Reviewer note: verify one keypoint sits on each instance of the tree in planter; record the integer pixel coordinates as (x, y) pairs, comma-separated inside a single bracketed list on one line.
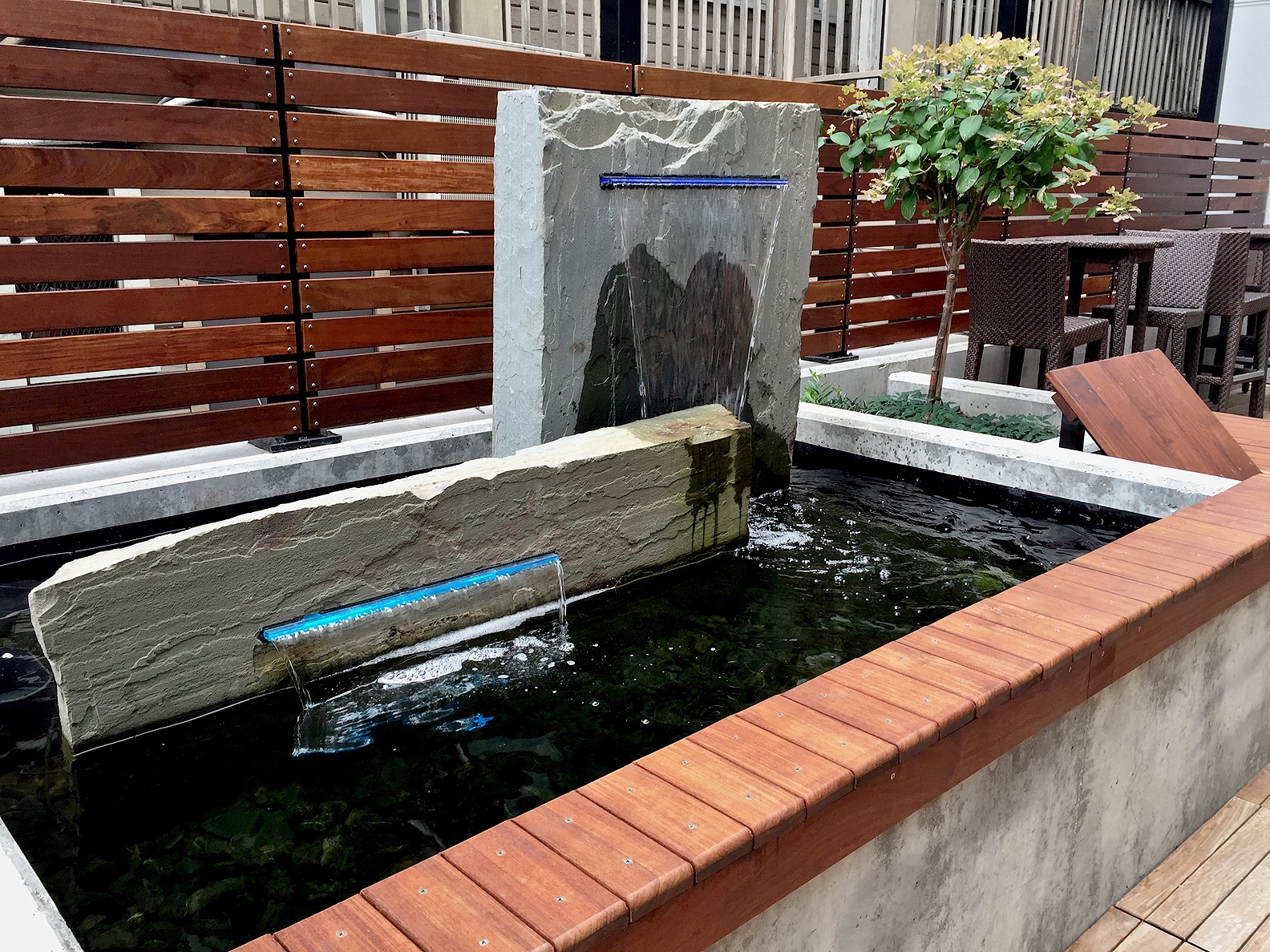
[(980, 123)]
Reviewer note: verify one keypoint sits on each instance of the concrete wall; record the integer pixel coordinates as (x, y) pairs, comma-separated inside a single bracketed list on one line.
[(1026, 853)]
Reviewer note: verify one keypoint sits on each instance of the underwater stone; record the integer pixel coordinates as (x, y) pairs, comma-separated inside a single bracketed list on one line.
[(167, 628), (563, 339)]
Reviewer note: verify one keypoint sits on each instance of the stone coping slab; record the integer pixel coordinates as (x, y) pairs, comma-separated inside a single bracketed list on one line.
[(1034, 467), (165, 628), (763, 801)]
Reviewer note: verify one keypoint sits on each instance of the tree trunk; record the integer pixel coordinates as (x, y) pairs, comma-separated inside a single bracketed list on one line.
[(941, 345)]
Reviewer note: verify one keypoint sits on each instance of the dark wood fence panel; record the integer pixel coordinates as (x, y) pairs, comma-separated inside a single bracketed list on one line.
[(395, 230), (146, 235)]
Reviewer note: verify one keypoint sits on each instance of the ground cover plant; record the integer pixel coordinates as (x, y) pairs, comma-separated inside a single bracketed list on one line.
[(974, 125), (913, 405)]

-------------------------

» **What is being asked**
Every line of the material must be reproduced verbatim; the pictures are to be omitted.

» **Expected output**
Reviewer note: verify one keypoint sits on each instance of the tree in planter; record the integer pixel coordinates as (x, y) pairs, comma-separated inside a single bracketed list on one line.
[(980, 123)]
Reviewer note: verify one keypoint sits on each instance of the concrete wall; record the integer pixel coordinates as (x, y) pairs, comma-separated inside a single bracketed list on one line.
[(1026, 853)]
Reviewer note: verify one keypoint sits on each instance of the underwater stone; record the integer pixel coordinates as (x, y) pairs, comma-separated inside a single bracketed list on one line.
[(167, 628), (563, 339)]
Reviewer note: verify one keypoint sits on each instance of the stone coping slab; record the integer pixel coordinates as (x, y) pairs, comma-separated inside a single bracketed list on one line.
[(1034, 467), (165, 628), (763, 801)]
Reviewer note: verify one keypoint sits on each instance of the tree trunk; record the integer pixel coordinates as (x, y) pairs, comma-separated inside a single bracketed list on one line.
[(941, 345)]
Reviewer note: verify one keypoint sits on each instance of the dark wood fence panel; record the integer pixel coordinates as (x, y) pairs, comma-separated inside a single bracketed list on one line.
[(395, 230), (146, 235)]
Reviewer note: verify one keypoint sits on each instance of the ground cover plant; record the integer pixel coordinates as (x, y) pairs, comma-separated inside a single bracketed list on one line.
[(974, 125), (913, 405)]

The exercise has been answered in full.